===== Extract
Sun. Apr 21st, 2024

As we age, some degree of physical decline seems inevitable. Your knees might ache, your back feels stiff, and your memory may not be as sharp as it once was. Does this sound familiar?

It’s easy to attribute every new ache, pain, or forgetful moment to simply “getting older” isn’t it? However, many common health changes that are often dismissed as just signs of aging can actually indicate more serious underlying conditions.

The key is recognizing when normal age-related deterioration crosses over into concerning symptoms that warrant medical evaluation. 

This is vitally important, as many age-related diseases and disorders can be treated more effectively when caught early. As we age, we tend to become more tolerant of discomfort and impairments, but this can lead to missing key opportunities for intervention.

We will go over some of the most common health changes associated with aging and provide tips on identifying when they are a normal part of the aging process and when they are cause for concern. We will cover areas including cognition, cardiovascular health, vision, hearing, balance and mobility, bone and joint health, fatigue, and more. 

Our goal is to educate people of a certain age and their loved ones on the differences between typical age-related declines in function and changes that should be discussed with your doctor. Recognizing and responding to concerning symptoms as early as possible could significantly improve quality of life and longevity.

Let’s review each area in detail, so you can make informed decisions about your health as you age. Paying attention to your body and being your own best advocate are key to remaining happy and healthy for many years to come.

Changes in Cognition

Some amount of increased forgetfulness and decreased mental sharpness is often dismissed as a normal part of the aging process. 

After all, who hasn’t walked into a room and forgotten why they went in there in the first place as they get older? 

However, there are key differences between normal age-related changes in cognition and more concerning symptoms:

Normal age-related cognitive changes:

  • Occasionally forgetting names, appointments, or where you left something
  • Taking a bit longer to learn new skills or information
  • Difficulty focusing or paying attention for long periods
  • Short term memory lapses, but ability to recall details later

Potentially concerning cognitive changes:

  • Progressive difficulty remembering recent events and conversations, not just occasional forgetfulness
  • Increasing confusion about time, place, people’s names or identities
  • Significant changes in judgement, decision making, or analytical abilities
  • Noticeable declines in performance at work or ability to manage finances
  • Personality shifts, such as increased irritability, anxiety, or apathy
  • Withdrawing from social activities due to mental fatigue or unease
  • Inability to follow along or participate in conversations

If you notice worsening memory loss, confusion, or personality changes, don’t immediately assume it’s just a normal sign of aging – discuss these symptoms with your doctor. 

While some decline in sharpness and recall can happen as we get older, more pronounced symptoms may indicate conditions like dementia, Alzheimer’s disease, mini-strokes, thyroid disorders, vitamin deficiencies, depression, and more. 

Many of these can be treated more effectively when identified early.

Changes in Vision

It’s common knowledge that vision tends to decline with age. Reading glasses become part of the daily wardrobe and you might have more difficulty driving at night. But could your changes in vision indicate something other than normal aging?
==========
===== Data supplied
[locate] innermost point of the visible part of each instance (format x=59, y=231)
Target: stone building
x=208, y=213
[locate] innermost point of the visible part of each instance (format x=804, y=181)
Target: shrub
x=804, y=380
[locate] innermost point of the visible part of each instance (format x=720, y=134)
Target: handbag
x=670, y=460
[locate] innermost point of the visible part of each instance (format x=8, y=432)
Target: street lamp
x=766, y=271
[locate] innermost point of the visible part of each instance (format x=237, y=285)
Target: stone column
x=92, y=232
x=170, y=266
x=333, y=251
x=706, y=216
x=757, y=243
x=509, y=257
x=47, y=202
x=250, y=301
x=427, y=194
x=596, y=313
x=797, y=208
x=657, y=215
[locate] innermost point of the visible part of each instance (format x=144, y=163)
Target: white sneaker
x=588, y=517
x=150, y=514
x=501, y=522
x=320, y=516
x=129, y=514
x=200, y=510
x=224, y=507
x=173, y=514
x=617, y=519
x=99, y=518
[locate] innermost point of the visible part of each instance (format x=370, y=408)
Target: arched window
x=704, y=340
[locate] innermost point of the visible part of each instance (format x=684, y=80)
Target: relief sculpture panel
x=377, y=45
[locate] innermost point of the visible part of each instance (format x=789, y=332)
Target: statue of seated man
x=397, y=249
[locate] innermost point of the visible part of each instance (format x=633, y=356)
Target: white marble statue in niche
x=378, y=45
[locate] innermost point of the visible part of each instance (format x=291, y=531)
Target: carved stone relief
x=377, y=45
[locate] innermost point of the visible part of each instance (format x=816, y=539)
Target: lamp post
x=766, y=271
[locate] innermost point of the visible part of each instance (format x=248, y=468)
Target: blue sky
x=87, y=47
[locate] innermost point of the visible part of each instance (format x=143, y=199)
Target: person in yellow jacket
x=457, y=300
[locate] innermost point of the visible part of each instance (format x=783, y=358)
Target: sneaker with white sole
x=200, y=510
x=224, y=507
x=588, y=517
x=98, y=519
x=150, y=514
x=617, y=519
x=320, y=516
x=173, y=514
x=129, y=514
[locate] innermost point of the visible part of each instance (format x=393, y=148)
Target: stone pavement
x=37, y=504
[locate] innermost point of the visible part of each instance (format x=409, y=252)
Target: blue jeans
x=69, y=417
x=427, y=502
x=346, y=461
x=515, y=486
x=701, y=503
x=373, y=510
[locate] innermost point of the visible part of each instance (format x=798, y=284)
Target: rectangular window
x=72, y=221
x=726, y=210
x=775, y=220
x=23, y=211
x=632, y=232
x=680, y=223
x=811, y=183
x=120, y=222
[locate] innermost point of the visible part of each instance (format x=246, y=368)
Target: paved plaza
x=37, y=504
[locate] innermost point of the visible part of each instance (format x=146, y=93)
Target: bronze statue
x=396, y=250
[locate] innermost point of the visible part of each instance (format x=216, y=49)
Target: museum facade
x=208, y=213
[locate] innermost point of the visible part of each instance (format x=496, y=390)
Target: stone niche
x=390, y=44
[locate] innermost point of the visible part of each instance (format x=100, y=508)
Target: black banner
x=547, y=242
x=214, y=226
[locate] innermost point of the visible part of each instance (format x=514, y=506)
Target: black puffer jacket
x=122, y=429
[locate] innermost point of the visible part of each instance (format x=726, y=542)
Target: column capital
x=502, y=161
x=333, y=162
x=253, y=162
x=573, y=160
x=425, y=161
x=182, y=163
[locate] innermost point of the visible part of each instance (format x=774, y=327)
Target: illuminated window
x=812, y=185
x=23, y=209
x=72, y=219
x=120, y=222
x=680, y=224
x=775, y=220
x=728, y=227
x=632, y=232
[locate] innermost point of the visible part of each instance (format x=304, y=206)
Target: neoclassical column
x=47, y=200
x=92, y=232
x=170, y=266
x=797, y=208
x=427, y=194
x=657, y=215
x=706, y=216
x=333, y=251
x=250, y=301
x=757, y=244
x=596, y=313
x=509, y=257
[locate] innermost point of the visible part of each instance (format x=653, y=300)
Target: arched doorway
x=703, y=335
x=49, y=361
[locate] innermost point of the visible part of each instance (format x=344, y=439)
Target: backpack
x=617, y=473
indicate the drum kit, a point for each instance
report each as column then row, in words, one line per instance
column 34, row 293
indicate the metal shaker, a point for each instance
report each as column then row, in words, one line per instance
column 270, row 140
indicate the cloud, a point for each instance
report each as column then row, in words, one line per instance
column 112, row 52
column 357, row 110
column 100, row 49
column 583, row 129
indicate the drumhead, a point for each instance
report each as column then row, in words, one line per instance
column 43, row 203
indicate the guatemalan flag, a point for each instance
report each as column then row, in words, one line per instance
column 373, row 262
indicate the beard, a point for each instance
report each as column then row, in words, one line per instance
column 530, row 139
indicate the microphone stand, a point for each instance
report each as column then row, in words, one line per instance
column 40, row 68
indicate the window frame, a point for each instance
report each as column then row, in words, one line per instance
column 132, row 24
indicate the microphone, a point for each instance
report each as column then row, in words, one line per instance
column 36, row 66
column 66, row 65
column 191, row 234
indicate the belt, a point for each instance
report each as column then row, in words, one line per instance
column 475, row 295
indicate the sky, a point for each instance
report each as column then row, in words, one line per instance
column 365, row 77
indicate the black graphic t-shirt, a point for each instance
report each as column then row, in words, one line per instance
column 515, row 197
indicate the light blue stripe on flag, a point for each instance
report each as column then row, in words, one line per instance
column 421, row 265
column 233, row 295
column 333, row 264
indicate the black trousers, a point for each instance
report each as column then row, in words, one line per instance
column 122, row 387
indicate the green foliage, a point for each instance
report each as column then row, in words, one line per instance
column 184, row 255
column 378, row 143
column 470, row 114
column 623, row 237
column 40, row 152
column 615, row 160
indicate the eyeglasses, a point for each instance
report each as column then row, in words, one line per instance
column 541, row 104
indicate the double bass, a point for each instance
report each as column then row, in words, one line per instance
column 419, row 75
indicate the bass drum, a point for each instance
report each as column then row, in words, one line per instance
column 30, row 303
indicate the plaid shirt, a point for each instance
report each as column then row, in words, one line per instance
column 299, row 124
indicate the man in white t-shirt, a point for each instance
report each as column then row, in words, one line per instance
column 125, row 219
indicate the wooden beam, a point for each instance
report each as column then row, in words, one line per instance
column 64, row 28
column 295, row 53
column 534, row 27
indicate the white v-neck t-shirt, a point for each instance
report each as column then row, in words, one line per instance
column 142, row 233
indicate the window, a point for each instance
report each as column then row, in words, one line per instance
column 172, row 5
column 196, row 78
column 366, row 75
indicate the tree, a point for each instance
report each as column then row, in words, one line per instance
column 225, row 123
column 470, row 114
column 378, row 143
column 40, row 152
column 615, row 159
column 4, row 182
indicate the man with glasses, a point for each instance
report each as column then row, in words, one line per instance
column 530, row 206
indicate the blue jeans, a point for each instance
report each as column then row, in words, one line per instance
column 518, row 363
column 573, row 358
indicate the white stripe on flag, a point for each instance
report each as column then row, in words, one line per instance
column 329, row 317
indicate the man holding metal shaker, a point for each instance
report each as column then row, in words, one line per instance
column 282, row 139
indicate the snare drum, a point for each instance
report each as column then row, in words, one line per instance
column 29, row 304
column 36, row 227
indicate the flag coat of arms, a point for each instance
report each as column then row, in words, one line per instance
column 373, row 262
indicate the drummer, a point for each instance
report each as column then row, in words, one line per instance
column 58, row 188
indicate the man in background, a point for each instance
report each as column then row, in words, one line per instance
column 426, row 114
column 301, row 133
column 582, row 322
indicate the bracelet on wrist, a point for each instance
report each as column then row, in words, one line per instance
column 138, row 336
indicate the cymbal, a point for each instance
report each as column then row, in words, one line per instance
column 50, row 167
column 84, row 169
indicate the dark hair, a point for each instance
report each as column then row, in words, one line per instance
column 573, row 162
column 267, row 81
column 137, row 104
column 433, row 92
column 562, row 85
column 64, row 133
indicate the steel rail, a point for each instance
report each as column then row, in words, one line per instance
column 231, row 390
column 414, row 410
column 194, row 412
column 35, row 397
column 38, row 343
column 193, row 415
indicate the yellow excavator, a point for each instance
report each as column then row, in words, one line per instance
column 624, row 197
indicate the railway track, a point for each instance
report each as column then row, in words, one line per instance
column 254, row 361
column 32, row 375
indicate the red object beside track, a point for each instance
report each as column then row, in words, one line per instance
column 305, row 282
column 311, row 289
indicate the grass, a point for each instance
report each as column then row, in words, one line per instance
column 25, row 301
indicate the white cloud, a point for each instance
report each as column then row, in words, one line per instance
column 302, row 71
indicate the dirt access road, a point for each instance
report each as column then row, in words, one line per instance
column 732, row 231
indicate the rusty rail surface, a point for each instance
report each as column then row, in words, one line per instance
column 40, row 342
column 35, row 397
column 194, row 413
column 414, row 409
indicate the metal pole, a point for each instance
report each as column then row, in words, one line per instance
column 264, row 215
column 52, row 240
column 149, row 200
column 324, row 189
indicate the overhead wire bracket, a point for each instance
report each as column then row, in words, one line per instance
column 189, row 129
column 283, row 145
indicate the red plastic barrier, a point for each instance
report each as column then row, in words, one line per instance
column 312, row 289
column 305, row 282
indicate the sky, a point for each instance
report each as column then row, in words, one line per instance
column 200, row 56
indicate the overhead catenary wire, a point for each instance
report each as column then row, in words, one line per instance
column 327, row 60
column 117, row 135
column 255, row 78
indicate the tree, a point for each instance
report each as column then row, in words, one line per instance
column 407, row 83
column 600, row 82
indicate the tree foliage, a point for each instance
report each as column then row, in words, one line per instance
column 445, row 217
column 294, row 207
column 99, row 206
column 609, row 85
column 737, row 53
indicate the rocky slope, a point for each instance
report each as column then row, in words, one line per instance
==========
### Exercise tasks
- a) In the article on health changes with aging, why does the text say it is vitally important to tell normal age-related decline from concerning symptoms?
- b) Rewrite the paragraph of the article on health changes with aging that begins "We will go over some of the most common health changes" as a short list that keeps its main facts.

### Task responses
- a) Many age-related diseases and disorders can be treated more effectively when caught early.

- b)
- Covers the most common health changes linked to aging
- Gives tips for telling when a change is a normal part of aging and when it is cause for concern
- Areas covered: cognition, cardiovascular health, vision, hearing, balance and mobility, bone and joint health, fatigue, and more